Infatti da lì in poi grazie anche a un po’ di fortuna siamo riusciti ad arrivare in cima, contro ogni pronostico, in fondo non ci credevo nemmeno io!

Questa storia l’ho scritta con l’intenzione di non partire mai prevenuti in niente e di non farsi mai troppe aspettative, pensavo di vincere tranquillamente e invece mi hanno rimbalzato con una saya rotta e il giorno dopo non si pensava nemmeno di arrivare al bronzo e invece (citando Ale) “con du Dan e mezzo” siamo giunti alla fine del torneo vittoriosi.

Lo Iaido sta continuando ad insegnarmi lezioni di vita.

Come sempre l’intento è aiutare altri a superare qualche scoglio

ANTON

Ed eccoci di nuovo qui a trarre le conclusioni dei campionati italiani di iaido che si sono tenuti questo fine settimana a Modena. Campionati che quest’anno mi hanno visto partecipare per la prima volta nella categoria Sandan, con nuovi e vecchi avversari, e che per me sono andati abbastanza bene sia nella competizione individuale che in quella a squadra grazie anche ad un po’ di fortuna.

Ma questa volta non vorrei parlare del campionato in sé, ma di un aspetto importante per una gara: il fighting. In questi anni in cui ho partecipato ad una competizione mi è sempre stato riportato come feedback che i miei shiai mancano proprio di questo elemento. Da qui nascono due domande:

· Cos’è il fighting?

· Come introdurlo nel mio iaido?

Righe salvate:
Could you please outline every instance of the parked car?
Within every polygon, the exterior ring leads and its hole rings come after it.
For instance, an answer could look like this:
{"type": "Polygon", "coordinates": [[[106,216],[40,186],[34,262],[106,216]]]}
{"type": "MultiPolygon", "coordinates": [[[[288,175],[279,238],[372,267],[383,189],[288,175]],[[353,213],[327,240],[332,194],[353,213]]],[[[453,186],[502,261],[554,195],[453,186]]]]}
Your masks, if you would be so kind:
==
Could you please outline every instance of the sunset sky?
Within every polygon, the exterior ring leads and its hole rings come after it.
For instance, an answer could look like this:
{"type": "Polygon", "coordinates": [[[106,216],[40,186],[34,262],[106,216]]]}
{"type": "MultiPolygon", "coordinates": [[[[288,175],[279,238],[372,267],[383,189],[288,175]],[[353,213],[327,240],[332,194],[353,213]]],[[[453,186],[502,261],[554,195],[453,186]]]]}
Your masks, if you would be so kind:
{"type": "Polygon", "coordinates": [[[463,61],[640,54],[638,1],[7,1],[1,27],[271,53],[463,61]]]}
* * *
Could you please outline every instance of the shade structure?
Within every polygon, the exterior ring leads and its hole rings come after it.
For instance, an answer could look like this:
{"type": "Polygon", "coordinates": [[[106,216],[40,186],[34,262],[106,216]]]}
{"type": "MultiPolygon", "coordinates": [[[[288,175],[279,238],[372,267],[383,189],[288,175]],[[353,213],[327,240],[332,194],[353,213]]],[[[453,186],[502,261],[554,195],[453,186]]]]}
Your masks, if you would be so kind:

Compito: Per favore, indica in quale città si sono svolti i campionati italiani di iaido di cui parla il documento.

Risultato esercizio: A Modena.